>>>

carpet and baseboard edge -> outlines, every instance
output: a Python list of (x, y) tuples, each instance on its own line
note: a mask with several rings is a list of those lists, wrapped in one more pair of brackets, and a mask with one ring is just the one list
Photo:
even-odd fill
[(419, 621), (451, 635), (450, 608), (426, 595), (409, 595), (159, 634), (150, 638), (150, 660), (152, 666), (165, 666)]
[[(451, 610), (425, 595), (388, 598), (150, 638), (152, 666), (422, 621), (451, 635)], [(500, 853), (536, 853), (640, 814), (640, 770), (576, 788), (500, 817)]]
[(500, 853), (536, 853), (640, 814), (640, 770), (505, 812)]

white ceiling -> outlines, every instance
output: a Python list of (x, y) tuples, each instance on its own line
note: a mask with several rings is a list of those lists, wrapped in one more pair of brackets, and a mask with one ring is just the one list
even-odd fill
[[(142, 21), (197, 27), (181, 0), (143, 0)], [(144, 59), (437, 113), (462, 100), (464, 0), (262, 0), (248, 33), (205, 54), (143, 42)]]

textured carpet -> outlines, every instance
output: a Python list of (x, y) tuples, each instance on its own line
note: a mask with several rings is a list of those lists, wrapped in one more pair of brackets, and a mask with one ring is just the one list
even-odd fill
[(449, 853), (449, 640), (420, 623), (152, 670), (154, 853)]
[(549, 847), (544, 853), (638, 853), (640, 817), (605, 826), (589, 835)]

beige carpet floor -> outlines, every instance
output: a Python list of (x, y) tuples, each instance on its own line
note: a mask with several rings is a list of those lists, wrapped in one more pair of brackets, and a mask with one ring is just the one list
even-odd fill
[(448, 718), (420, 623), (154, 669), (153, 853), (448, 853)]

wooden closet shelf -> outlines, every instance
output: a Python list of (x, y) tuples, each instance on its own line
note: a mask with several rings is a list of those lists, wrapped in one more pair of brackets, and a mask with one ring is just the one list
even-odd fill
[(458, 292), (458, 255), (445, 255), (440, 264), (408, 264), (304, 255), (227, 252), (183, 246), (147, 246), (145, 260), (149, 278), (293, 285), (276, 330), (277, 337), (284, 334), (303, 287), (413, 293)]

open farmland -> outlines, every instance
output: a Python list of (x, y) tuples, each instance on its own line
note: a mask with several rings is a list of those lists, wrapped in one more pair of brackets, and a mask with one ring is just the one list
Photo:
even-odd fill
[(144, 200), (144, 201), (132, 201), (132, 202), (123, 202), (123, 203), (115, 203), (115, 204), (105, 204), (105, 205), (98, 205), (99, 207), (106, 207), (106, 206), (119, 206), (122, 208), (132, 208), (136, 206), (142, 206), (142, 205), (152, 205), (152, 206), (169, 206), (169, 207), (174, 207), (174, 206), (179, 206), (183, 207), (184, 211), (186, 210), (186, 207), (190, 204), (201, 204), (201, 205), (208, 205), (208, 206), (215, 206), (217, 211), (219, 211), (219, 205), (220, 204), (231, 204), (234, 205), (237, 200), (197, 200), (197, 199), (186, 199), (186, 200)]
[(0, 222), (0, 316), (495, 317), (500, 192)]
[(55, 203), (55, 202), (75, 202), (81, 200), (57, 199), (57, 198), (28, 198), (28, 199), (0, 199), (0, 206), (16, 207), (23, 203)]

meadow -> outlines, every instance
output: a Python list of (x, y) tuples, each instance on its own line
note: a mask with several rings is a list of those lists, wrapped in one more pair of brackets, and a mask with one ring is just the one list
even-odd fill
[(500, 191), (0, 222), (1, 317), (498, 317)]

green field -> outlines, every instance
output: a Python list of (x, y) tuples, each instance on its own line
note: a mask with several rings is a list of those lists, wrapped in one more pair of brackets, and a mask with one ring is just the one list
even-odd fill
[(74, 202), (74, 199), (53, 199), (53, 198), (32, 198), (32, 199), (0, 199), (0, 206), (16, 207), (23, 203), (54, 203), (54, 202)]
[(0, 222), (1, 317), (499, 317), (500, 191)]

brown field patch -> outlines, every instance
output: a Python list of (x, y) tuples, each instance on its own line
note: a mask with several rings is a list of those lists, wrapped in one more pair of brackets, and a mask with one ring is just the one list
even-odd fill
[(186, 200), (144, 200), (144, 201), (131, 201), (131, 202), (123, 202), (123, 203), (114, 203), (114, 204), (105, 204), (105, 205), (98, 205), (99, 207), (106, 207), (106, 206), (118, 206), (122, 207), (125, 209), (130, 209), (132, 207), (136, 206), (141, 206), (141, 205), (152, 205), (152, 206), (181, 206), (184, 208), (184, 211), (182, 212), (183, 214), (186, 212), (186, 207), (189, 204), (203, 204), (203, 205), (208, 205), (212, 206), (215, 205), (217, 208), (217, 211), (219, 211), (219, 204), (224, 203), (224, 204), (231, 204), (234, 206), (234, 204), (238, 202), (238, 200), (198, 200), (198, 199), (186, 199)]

<<<

Transcribe each record exactly as it is written above.

carpet and baseboard edge -> outlines, every instance
output: a Python list of (x, y) tuples, each instance on its own line
note: a mask with several rings is a list of those lists, wrapped in one more pair of brackets, and a mask with one ring is just the one list
Photo:
even-odd fill
[(419, 621), (451, 635), (450, 608), (426, 595), (409, 595), (159, 634), (150, 638), (150, 660), (152, 666), (165, 666)]
[[(451, 610), (425, 595), (388, 598), (150, 638), (152, 666), (422, 621), (451, 635)], [(500, 853), (536, 853), (640, 814), (640, 770), (576, 788), (500, 817)]]
[(500, 853), (536, 853), (640, 814), (640, 770), (505, 812)]

white ceiling -> outlines, every instance
output: a Python list of (x, y) tuples, each instance on its own line
note: a mask with several rings is a list of those lists, wrapped in one more pair of brackets, and a mask with one ring is just the one list
even-odd fill
[[(142, 21), (197, 27), (181, 0), (143, 0)], [(144, 59), (437, 113), (462, 100), (464, 0), (262, 0), (248, 33), (205, 54), (143, 42)]]

textured carpet -> outlines, every instance
output: a Python list of (x, y) tuples, each instance on its own line
note: a mask with several rings is a list of those lists, wrapped in one more pair of brackets, and a mask with one ring is just the one list
even-odd fill
[(449, 853), (449, 640), (420, 623), (152, 670), (154, 853)]
[(549, 847), (544, 853), (638, 853), (640, 817), (605, 826), (589, 835)]

beige carpet floor -> outlines, every instance
output: a Python list of (x, y) tuples, each instance on its own line
note: a mask with several rings is a list of those lists, wrapped in one more pair of brackets, and a mask with one ring is just the one list
even-odd fill
[(448, 718), (420, 623), (154, 669), (153, 853), (448, 853)]

wooden closet shelf -> outlines, every instance
output: a Python list of (x, y) tuples, each instance on its own line
note: a mask with several rings is a list of those lists, wrapped in one more pair of brackets, and a mask with one ring is just the one list
even-odd fill
[(458, 292), (458, 255), (445, 255), (440, 264), (408, 264), (304, 255), (227, 252), (183, 246), (147, 246), (145, 260), (149, 278), (293, 285), (276, 330), (277, 337), (284, 334), (303, 287), (413, 293)]

open farmland -> outlines, every instance
output: a Python list of (x, y) tuples, each instance on its own line
note: a mask with several rings is a list of those lists, wrapped in one more pair of brackets, and a mask with one ring is just the one list
Photo:
even-odd fill
[(144, 200), (144, 201), (132, 201), (132, 202), (123, 202), (123, 203), (115, 203), (115, 204), (105, 204), (105, 205), (98, 205), (99, 207), (106, 207), (106, 206), (119, 206), (122, 208), (132, 208), (136, 206), (142, 206), (142, 205), (152, 205), (152, 206), (169, 206), (169, 207), (174, 207), (174, 206), (179, 206), (183, 207), (184, 211), (186, 210), (186, 207), (190, 204), (201, 204), (201, 205), (208, 205), (208, 206), (215, 206), (217, 211), (219, 211), (219, 205), (220, 204), (231, 204), (234, 205), (237, 200), (197, 200), (197, 199), (186, 199), (186, 200)]
[(0, 222), (0, 316), (495, 317), (500, 192)]
[(55, 203), (55, 202), (75, 202), (81, 200), (57, 199), (57, 198), (28, 198), (28, 199), (0, 199), (0, 206), (16, 207), (23, 203)]

meadow -> outlines, every instance
output: a Python list of (x, y) tuples, each instance on its own line
note: a mask with several rings is a list of those lists, wrapped in one more pair of brackets, and a mask with one ring is just the one list
even-odd fill
[(500, 191), (0, 222), (1, 317), (498, 317)]

green field -> outlines, every instance
output: a Python list of (x, y) tuples, each instance on its own line
note: a mask with several rings is a list of those lists, wrapped in one more pair of brackets, and a mask with one ring is just the one list
even-odd fill
[(74, 202), (74, 199), (53, 199), (53, 198), (32, 198), (32, 199), (0, 199), (0, 206), (16, 207), (23, 203), (54, 203), (54, 202)]
[(0, 222), (1, 317), (499, 317), (500, 191)]

brown field patch -> outlines, every instance
output: a Python list of (x, y) tuples, each instance on its own line
note: a mask with several rings is a list of those lists, wrapped in one more pair of brackets, and a mask with one ring is just the one list
even-odd fill
[(186, 200), (144, 200), (144, 201), (131, 201), (131, 202), (123, 202), (123, 203), (114, 203), (114, 204), (105, 204), (105, 205), (98, 205), (99, 207), (106, 207), (106, 206), (118, 206), (122, 207), (125, 209), (130, 209), (132, 207), (136, 206), (141, 206), (141, 205), (152, 205), (152, 206), (181, 206), (184, 208), (184, 211), (182, 212), (183, 214), (186, 212), (186, 207), (189, 204), (203, 204), (203, 205), (208, 205), (212, 206), (215, 205), (217, 208), (217, 211), (219, 211), (219, 204), (224, 203), (224, 204), (231, 204), (234, 206), (234, 204), (238, 202), (238, 200), (198, 200), (198, 199), (186, 199)]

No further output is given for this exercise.